(Data for processing)
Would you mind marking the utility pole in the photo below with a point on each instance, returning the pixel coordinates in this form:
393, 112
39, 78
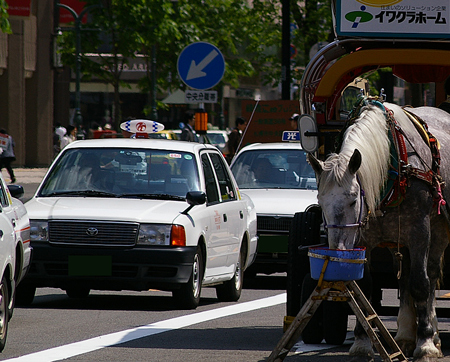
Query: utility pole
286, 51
---
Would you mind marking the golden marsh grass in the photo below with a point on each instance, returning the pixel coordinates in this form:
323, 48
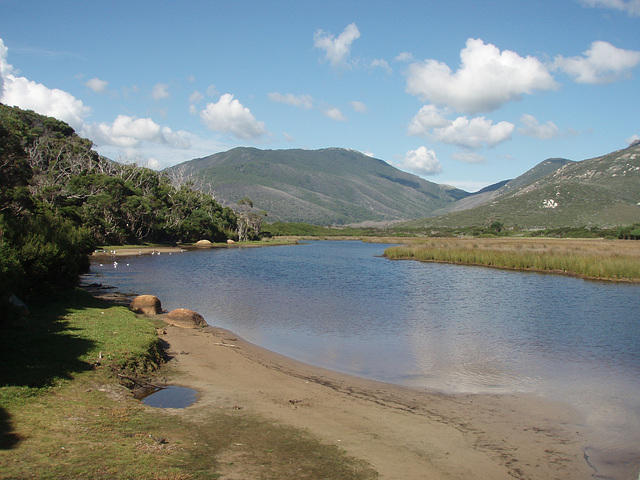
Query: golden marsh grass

(Your goal) Count the lines in the records above that contain the word "mind", and reply with the number alone.

(Full response) 2